*** GIVEN DATA ***

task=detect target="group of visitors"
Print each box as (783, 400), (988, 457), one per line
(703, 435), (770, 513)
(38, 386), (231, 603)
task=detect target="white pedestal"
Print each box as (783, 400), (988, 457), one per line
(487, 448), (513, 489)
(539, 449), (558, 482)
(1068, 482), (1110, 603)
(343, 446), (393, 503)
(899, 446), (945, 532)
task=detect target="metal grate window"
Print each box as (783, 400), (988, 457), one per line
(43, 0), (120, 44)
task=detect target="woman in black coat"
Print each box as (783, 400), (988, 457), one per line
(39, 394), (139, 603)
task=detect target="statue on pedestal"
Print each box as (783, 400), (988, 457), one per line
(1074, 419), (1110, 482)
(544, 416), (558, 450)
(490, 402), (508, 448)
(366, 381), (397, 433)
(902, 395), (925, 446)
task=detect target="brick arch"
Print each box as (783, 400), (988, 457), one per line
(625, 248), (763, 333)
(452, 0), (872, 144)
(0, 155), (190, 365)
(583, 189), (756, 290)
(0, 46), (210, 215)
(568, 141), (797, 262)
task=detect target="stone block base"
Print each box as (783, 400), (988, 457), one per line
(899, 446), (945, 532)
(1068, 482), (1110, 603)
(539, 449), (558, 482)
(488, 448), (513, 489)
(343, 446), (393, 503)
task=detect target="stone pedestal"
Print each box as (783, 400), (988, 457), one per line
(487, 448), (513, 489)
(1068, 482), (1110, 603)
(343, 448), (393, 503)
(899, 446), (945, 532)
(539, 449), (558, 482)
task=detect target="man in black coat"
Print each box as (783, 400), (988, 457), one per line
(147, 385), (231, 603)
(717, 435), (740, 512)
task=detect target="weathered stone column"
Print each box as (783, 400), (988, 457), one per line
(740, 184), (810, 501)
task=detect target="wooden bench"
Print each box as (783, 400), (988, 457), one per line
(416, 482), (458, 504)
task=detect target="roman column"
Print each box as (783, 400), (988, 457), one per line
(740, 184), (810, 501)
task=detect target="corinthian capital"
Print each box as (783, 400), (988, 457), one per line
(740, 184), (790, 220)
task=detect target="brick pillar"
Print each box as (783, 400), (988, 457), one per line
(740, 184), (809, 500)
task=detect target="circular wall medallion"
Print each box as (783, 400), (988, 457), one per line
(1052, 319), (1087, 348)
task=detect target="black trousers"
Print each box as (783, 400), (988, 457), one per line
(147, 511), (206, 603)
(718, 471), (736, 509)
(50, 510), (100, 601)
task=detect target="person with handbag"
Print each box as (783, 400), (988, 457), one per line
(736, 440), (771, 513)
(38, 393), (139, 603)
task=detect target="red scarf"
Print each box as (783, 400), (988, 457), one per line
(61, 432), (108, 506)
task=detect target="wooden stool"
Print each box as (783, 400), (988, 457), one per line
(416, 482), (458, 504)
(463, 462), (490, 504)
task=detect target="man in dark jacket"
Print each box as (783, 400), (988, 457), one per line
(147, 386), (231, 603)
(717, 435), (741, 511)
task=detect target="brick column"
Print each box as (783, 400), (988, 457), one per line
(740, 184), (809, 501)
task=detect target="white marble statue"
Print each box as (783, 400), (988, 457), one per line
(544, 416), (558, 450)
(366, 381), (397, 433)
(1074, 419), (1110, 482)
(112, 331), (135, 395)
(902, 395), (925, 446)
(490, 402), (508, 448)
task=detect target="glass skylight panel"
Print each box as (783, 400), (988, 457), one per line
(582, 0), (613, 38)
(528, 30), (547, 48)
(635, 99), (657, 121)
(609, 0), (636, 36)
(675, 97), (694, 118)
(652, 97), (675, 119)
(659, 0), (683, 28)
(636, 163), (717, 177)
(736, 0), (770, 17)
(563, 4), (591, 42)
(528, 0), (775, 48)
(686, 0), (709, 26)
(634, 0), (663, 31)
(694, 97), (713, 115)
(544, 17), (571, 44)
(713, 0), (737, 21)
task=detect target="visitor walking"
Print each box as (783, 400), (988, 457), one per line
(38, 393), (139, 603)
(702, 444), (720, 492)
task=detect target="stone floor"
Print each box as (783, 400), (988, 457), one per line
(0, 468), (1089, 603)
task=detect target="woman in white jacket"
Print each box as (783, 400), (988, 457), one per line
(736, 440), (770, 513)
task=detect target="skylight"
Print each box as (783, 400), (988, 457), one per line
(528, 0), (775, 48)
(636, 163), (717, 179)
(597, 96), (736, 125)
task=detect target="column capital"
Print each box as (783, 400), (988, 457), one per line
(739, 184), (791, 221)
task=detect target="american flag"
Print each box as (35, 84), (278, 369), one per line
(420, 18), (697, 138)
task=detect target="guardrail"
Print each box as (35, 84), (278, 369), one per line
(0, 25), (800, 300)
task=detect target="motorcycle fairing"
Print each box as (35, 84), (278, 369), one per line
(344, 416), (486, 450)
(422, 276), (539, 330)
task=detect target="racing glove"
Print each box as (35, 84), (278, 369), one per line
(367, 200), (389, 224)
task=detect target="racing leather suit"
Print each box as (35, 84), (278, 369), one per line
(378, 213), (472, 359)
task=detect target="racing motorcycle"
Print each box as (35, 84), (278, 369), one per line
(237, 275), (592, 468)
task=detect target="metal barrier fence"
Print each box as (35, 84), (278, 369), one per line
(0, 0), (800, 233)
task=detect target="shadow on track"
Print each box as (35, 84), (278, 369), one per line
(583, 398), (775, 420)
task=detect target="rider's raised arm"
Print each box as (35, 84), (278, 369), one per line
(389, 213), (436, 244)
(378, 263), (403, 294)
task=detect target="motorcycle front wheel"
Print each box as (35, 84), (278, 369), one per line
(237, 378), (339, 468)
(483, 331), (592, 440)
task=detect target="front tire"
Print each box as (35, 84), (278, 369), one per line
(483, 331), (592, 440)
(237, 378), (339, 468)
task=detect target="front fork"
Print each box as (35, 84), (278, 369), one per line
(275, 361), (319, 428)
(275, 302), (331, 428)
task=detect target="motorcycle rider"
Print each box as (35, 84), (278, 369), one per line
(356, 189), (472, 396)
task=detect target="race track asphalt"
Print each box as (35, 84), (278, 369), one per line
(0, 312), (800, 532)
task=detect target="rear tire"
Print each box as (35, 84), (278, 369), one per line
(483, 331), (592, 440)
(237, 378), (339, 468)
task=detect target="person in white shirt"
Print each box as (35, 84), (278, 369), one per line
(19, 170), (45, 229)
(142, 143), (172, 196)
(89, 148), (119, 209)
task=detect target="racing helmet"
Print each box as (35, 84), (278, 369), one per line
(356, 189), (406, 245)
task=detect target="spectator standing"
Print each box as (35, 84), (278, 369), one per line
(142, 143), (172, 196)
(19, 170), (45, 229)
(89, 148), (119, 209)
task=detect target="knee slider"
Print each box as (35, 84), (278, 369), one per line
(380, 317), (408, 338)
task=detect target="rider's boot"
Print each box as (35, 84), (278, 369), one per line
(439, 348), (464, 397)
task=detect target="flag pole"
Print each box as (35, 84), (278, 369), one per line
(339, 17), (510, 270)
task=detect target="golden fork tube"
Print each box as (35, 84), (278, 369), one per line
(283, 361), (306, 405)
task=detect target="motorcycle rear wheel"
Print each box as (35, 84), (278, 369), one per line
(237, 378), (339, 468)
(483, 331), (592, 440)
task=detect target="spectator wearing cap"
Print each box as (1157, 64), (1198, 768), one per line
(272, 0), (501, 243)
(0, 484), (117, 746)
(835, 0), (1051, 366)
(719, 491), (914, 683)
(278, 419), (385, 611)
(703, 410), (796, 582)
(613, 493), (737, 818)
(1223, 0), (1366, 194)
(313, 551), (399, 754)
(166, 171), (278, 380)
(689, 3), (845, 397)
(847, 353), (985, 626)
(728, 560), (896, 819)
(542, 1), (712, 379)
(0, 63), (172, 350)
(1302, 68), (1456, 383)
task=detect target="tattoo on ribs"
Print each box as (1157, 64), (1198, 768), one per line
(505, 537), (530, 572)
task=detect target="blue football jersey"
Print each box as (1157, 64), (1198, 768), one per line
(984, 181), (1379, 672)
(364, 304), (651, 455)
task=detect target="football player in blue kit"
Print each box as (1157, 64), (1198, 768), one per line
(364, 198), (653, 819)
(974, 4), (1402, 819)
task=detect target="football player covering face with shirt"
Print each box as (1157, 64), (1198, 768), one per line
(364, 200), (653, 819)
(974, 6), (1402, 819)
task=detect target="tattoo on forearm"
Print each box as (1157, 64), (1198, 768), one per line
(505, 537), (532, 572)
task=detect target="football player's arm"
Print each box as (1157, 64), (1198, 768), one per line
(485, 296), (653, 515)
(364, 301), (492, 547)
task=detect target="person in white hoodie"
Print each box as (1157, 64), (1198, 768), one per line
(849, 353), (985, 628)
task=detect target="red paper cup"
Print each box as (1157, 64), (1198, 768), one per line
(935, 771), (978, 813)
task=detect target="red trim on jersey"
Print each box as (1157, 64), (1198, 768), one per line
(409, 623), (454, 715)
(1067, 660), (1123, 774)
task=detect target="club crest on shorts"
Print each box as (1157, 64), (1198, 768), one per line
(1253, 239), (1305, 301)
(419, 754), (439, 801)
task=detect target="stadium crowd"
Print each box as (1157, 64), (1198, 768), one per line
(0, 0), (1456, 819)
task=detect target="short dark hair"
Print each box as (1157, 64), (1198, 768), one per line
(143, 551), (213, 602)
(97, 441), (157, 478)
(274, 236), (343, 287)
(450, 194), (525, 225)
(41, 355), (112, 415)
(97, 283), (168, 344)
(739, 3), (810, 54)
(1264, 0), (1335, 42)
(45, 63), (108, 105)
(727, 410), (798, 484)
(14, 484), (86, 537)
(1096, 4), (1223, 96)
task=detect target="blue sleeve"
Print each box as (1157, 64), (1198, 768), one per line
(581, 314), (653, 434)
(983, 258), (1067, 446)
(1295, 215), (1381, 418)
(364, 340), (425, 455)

***

**PROBLEM TO SOLVE:**
List every line of the entries above that contains the word "metal".

**WORKED ANSWER:**
task=detect target="metal grate window"
task=detect target="metal barrier fence"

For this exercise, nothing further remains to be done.